▶ DESCRIPTION OF THE TASK
Please extract every line of the data below word for word, leaving out the pictures.

● ● ● ●

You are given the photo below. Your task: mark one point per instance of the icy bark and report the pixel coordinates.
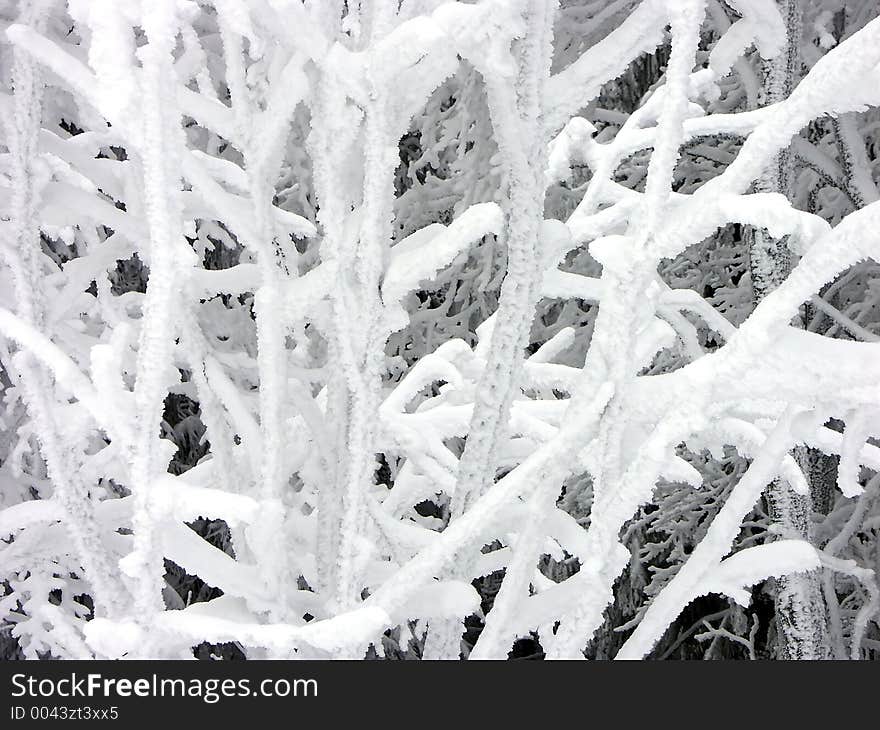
(800, 607)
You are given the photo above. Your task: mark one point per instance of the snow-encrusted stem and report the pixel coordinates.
(686, 585)
(24, 261)
(627, 308)
(159, 149)
(515, 108)
(800, 608)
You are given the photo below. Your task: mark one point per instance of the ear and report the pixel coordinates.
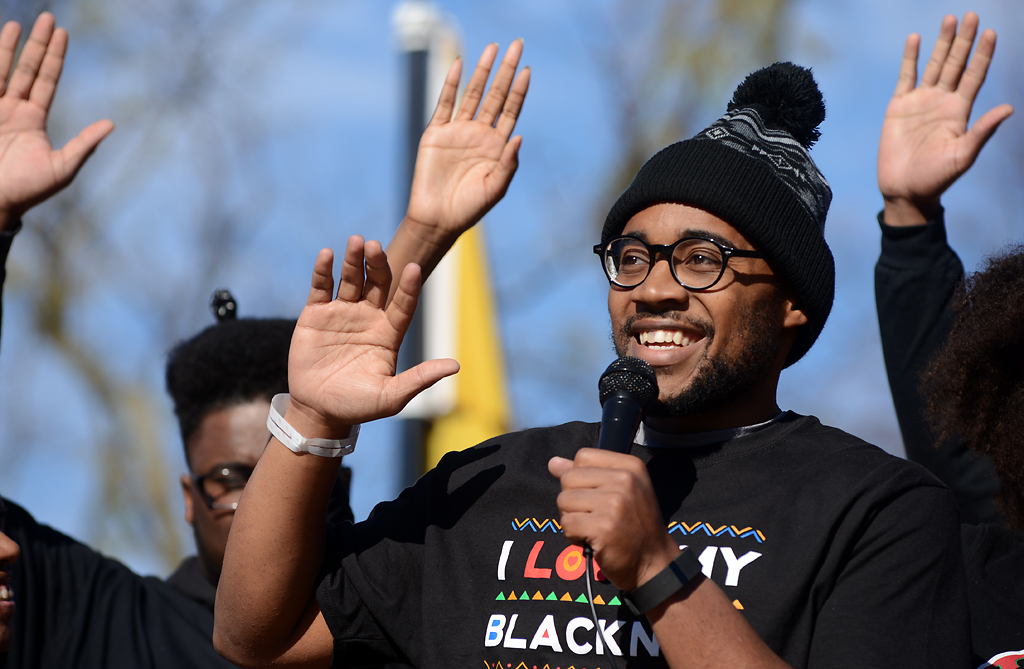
(186, 492)
(793, 317)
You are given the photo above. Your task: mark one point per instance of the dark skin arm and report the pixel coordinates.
(342, 368)
(926, 143)
(31, 170)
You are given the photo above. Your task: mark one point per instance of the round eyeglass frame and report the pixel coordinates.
(668, 250)
(219, 469)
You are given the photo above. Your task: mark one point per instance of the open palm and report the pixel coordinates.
(926, 143)
(465, 164)
(342, 363)
(30, 168)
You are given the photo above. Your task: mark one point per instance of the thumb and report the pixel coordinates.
(402, 387)
(77, 151)
(558, 466)
(983, 129)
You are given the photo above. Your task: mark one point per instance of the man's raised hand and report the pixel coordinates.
(342, 363)
(926, 143)
(465, 164)
(30, 168)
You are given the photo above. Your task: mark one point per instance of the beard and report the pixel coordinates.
(720, 380)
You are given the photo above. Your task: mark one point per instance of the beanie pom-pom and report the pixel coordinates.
(786, 97)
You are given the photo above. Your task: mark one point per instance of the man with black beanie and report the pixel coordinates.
(731, 534)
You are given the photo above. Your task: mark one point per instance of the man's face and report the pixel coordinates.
(231, 436)
(8, 555)
(708, 347)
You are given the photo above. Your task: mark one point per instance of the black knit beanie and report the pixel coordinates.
(752, 169)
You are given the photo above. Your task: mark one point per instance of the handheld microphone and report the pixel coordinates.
(627, 387)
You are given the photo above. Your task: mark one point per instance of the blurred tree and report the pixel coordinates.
(97, 265)
(667, 68)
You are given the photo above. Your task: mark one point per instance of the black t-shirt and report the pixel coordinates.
(994, 558)
(836, 552)
(76, 608)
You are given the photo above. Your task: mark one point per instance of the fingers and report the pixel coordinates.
(322, 286)
(378, 283)
(513, 105)
(908, 69)
(952, 69)
(402, 305)
(474, 89)
(49, 72)
(32, 56)
(503, 81)
(77, 151)
(978, 70)
(508, 163)
(942, 45)
(350, 286)
(9, 36)
(445, 102)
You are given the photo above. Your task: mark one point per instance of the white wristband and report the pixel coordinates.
(296, 443)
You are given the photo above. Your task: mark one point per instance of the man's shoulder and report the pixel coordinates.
(526, 445)
(841, 454)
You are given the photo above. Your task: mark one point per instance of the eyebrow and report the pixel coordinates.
(690, 232)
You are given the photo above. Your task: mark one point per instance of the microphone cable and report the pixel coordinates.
(588, 559)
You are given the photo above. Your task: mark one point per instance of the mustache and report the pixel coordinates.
(685, 321)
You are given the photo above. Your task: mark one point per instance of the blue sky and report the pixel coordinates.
(323, 93)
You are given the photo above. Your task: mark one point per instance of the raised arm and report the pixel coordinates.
(30, 169)
(341, 373)
(926, 145)
(465, 163)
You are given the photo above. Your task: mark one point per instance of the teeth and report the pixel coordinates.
(664, 337)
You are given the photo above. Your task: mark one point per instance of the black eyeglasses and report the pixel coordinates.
(221, 487)
(697, 262)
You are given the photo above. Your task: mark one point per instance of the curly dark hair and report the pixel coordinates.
(975, 384)
(230, 363)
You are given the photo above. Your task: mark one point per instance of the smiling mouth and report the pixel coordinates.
(667, 338)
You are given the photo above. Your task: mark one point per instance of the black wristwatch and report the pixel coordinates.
(667, 583)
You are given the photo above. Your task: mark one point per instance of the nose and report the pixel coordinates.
(9, 552)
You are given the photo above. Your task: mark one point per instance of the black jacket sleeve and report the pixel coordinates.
(914, 280)
(76, 608)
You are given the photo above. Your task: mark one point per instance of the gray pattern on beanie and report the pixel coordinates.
(752, 169)
(743, 130)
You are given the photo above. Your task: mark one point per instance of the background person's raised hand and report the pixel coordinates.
(31, 170)
(926, 143)
(343, 359)
(465, 162)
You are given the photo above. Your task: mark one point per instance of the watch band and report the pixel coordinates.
(296, 443)
(666, 583)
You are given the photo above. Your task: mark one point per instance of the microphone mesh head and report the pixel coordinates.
(632, 375)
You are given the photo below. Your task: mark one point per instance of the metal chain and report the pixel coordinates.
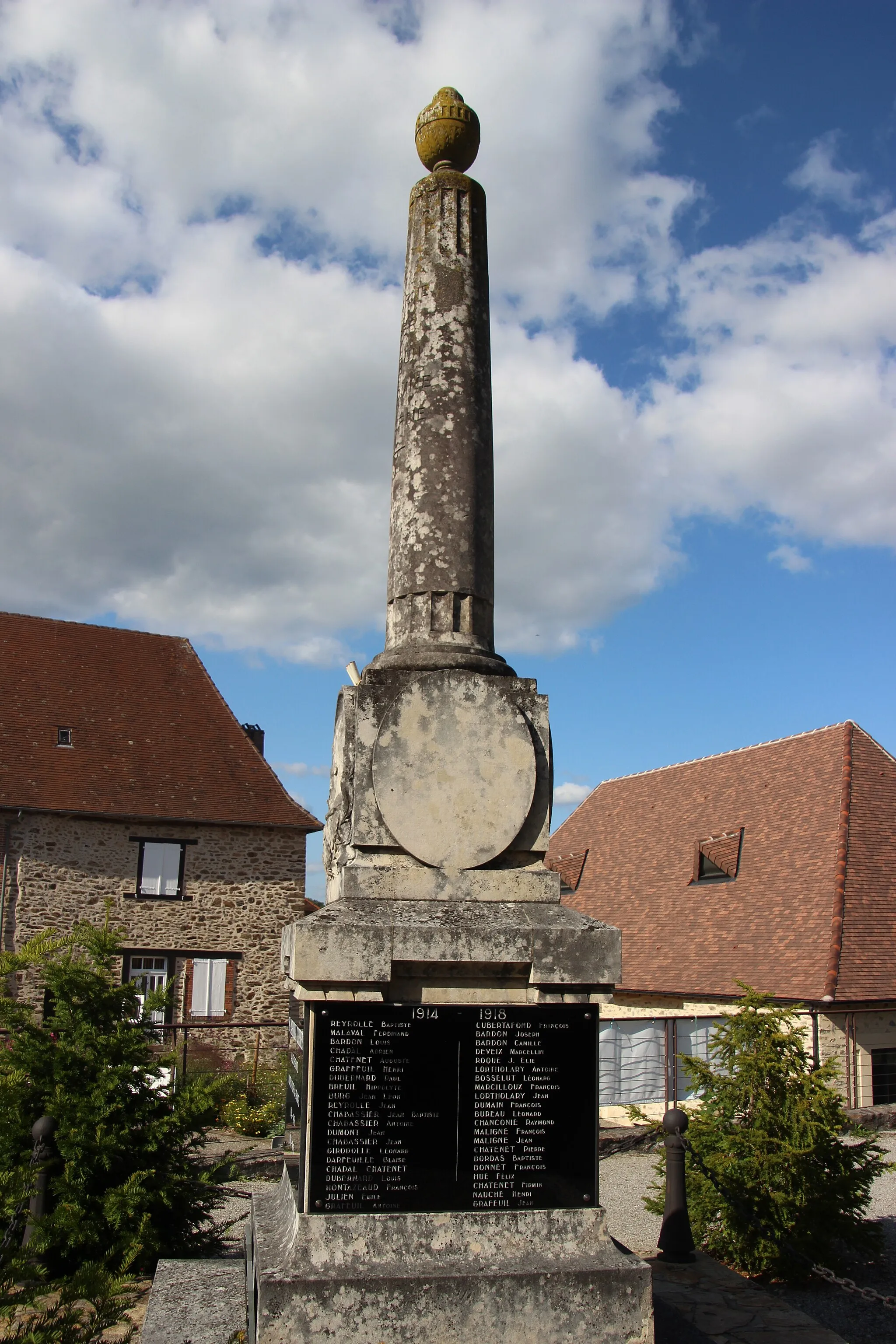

● ● ● ●

▶ EXERCISE SOLUTION
You are given the photo below. Your task: mark one point per instance of the icy bark and report the pixel coordinates.
(800, 607)
You are given the photo above. Your task: mark one point per instance of the snow-encrusted stem and report the pixel coordinates.
(686, 585)
(24, 261)
(627, 308)
(159, 149)
(515, 108)
(800, 608)
You are given the photo below. Your task: mark one point per instance of the ear and report the pixel coordinates.
(186, 492)
(793, 317)
You are given the photo above. Your task: mark one point per instance of the dark skin arm and report the pixel coordinates.
(342, 368)
(926, 143)
(31, 170)
You are given the photo above. Your task: mark one point per instance of the round eyeglass frame and report the pixel coordinates.
(668, 250)
(219, 469)
You are given the photo above. Your task: mark one point per instance of the open palm and report the pixel coordinates.
(926, 143)
(465, 164)
(342, 363)
(30, 168)
You are given the photo above. Your task: mark one point per instance of the thumb and report the pixel coordinates.
(402, 387)
(77, 151)
(558, 466)
(983, 129)
You are given the photo above. Your task: mark one point per instance of the man's raised hand and report the pixel coordinates.
(342, 363)
(926, 143)
(465, 164)
(30, 168)
You are given the photo above. Your task: mark one point per instance of the beard and report the pixel coordinates.
(720, 380)
You are given the photo above. Your task: mark one point per instance of the beanie pom-pom and report the pixel coordinates.
(786, 97)
You are given the photo above. Your task: mark one point per instance of the man with black beanie and report the pixel coordinates.
(731, 534)
You are given the photo above. Your task: mark one point per instance of the man's face and report the pixel coordinates.
(231, 436)
(8, 555)
(708, 347)
You are given the photo above. Your task: mark one point per instance of the black knit beanie and report the pixel coordinates.
(752, 169)
You are given the photo above. Your task: mark one point per instance of the handheld microphone and report the pixel coordinates.
(627, 387)
You are given the photo above. Your task: mark one point per instance of the blurred tree and report the pixel coordinates.
(97, 265)
(667, 68)
You are given the photo above. Your task: mark one point per instance of the black t-shirt and report the pixel coordinates.
(994, 558)
(836, 552)
(76, 608)
You are given the photo above. Your task: mark one point per instance of the fingers and report the pixel coordinates.
(322, 286)
(378, 283)
(513, 105)
(908, 69)
(952, 69)
(402, 305)
(474, 89)
(49, 72)
(32, 56)
(503, 81)
(77, 151)
(978, 70)
(508, 163)
(942, 45)
(350, 286)
(9, 36)
(445, 102)
You are given the photo above. Your task: mark one point per instance of the white wristband and report the pixel coordinates.
(296, 443)
You are given the photo above. Your task: mark one point per instance of the man's shoulder and report the pixel coordinates.
(526, 445)
(841, 454)
You are given the photo above. Your task: mark one point per instance of the eyebrow and report the pixel coordinates.
(690, 232)
You are given the photo above. Your task: mark one point per instance of the microphone cable and report the pixel coordinates.
(588, 559)
You are given the photo above. Your task: mark one point per instance of the mustache and report the pixel coordinates.
(685, 321)
You are given the photo above. Your task: mark one point per instance of the blue sky and report the pixel coordinates.
(323, 93)
You are given the photo above. Your task: mark one point per instance of the raised arm and report the pixel coordinates.
(30, 169)
(341, 373)
(926, 145)
(465, 163)
You are given the photo above. Your task: mark one point per instance of the teeth and report the pixel coordinates.
(664, 337)
You are given the photo above. Your task: mark one point per instance of the black eyeglasses and report the pixel coordinates.
(221, 487)
(697, 262)
You are given the photo above. Your task: mark one point per instance of the curly dark hair and report the pixel coordinates.
(975, 384)
(230, 363)
You are given the photo above. Your task: mark one point per instance of the smiling mouth and report the pixel coordinates.
(667, 338)
You are given the photo above. Your task: mark one point per instance of the black wristwatch and report the pixel coordinates.
(667, 583)
You are given the photo above. Your task: mark one point per instance of the nose and report the pixel coordinates.
(9, 552)
You are given the photo above. Your task: mark one point per instance of the black jacket sleeve and report the pixel coordinates.
(914, 280)
(76, 608)
You are given the photo above. Your task: mark one point per instance of the gray pattern on beanie and report the pixel coordinates.
(752, 169)
(743, 130)
You are given the photo above. Your task: mark one point per instance of the background person's raised hand and report the pixel coordinates.
(31, 170)
(926, 143)
(343, 359)
(465, 162)
You are given the photo above. Your task: mark one point per instance of the watch band and report the pixel coordinates.
(296, 443)
(666, 583)
You are given the photo above. Your task: mark one point per instance of the microphone mesh head and report the pixel coordinates.
(632, 375)
You are given the photo below. Your task: mark one point per instance of the metal chain and report the pixel coordinates.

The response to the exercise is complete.